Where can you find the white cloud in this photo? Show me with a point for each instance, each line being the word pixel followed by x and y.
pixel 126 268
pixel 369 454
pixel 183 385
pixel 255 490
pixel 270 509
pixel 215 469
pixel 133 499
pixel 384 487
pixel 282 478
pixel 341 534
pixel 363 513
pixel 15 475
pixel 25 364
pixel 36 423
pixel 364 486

__Task item__.
The entries are to be retyped in full, with no alteration.

__Finished exercise__.
Where can you find the white cloud in this photo? Show me with a point for each instance, each line being the word pixel followed by x and y.
pixel 126 268
pixel 369 454
pixel 183 385
pixel 255 490
pixel 270 509
pixel 215 469
pixel 133 499
pixel 384 487
pixel 282 478
pixel 341 534
pixel 363 513
pixel 15 475
pixel 25 364
pixel 36 423
pixel 364 486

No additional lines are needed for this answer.